Top of Material supplied

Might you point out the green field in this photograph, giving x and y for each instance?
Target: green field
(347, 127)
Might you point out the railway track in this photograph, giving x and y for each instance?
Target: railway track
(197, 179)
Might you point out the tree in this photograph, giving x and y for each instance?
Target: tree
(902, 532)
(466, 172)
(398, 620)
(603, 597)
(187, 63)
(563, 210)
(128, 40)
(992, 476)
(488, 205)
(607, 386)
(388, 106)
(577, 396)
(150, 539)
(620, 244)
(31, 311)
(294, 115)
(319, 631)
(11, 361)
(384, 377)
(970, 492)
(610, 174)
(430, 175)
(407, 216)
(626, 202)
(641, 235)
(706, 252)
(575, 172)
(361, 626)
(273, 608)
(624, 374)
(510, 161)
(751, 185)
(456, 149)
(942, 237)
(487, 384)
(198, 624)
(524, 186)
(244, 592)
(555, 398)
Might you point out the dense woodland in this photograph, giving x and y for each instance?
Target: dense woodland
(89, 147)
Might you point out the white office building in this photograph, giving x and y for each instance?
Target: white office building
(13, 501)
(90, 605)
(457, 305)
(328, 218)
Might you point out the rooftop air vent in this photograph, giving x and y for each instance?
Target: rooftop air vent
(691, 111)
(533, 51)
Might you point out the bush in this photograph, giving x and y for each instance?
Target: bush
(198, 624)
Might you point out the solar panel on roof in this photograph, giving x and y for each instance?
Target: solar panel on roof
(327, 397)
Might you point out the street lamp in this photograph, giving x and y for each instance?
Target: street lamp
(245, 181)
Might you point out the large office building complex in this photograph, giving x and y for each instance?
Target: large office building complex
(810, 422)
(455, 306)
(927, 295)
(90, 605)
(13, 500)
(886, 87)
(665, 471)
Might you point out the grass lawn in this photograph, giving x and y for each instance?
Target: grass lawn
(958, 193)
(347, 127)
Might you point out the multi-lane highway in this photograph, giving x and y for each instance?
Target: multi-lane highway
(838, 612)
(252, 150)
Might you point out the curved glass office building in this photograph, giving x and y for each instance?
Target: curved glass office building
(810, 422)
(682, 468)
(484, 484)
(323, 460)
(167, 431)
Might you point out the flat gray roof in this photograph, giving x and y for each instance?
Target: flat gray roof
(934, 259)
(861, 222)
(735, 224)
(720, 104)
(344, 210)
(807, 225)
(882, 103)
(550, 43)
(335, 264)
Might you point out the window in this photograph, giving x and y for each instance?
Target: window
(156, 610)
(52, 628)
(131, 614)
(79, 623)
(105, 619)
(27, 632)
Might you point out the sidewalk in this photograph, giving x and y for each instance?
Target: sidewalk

Bottom of Material supplied

◆ **Work item**: Retype every entry exactly.

◆ **Output of the exercise**:
Might you point out the green field in this photograph, giving x and y for each instance?
Target: green field
(347, 127)
Might you point out the railway track in this photograph, giving x and y for each instance?
Target: railway track
(197, 179)
Might you point out the tree in this photograph, giving x and y for each instance?
Target: tree
(902, 532)
(466, 172)
(398, 620)
(603, 597)
(187, 63)
(563, 210)
(128, 40)
(992, 476)
(488, 205)
(607, 386)
(388, 106)
(577, 396)
(150, 539)
(620, 244)
(31, 311)
(294, 115)
(319, 631)
(11, 361)
(384, 377)
(970, 492)
(610, 174)
(430, 175)
(407, 216)
(626, 202)
(641, 235)
(706, 252)
(575, 172)
(361, 626)
(273, 608)
(624, 374)
(510, 161)
(751, 185)
(456, 149)
(942, 237)
(487, 384)
(198, 624)
(524, 186)
(244, 592)
(555, 398)
Might you point out the dense woodland in this photograph, giving x and y for each instance?
Target: dense woodland
(89, 147)
Might you point out the white office building in this photograph, giving x and y for each instance?
Target: white office building
(13, 501)
(90, 605)
(457, 305)
(328, 218)
Might you point out the rooftop air vent in this photograph, giving x and y for each instance?
Target: rooftop air vent
(691, 111)
(533, 51)
Might you point out the bush in this photograph, giving x and y for each instance?
Target: bush
(198, 624)
Might you point out the solar panel on roof in this photograph, giving x and y for each instance?
Target: solar panel on roof
(327, 397)
Might you point out the street lamp in this photograph, giving x and y for each instance?
Target: street lamp
(245, 181)
Might you point out the large office building complex in this photograph, giving x and y for each instance?
Target: large office building complex
(810, 422)
(455, 306)
(927, 295)
(90, 605)
(13, 500)
(886, 87)
(665, 471)
Might you point out the grass lawn in this photograph, giving x and y for each instance?
Target: grass lawn
(958, 193)
(347, 127)
Might you point out the multi-lane highway in this photograph, giving x and y for each instance?
Target: multi-lane highway
(838, 612)
(252, 150)
Might you point out the curved glass office building in this photograph, giving x and y for each instance?
Target: curved glass office building
(810, 422)
(682, 468)
(484, 484)
(323, 460)
(167, 431)
Might you point out the flat gray roof in this photograph, giving x and y for each instance?
Target: flat gray roof
(934, 259)
(861, 222)
(735, 224)
(720, 104)
(344, 210)
(807, 225)
(882, 103)
(550, 43)
(335, 264)
Might you point out the window in this photograph, giving x and y for each instance?
Target: window
(156, 610)
(52, 628)
(131, 614)
(79, 623)
(105, 619)
(27, 632)
Might you point out the sidewalk in this photograph, giving x and y for each instance?
Target: sidewalk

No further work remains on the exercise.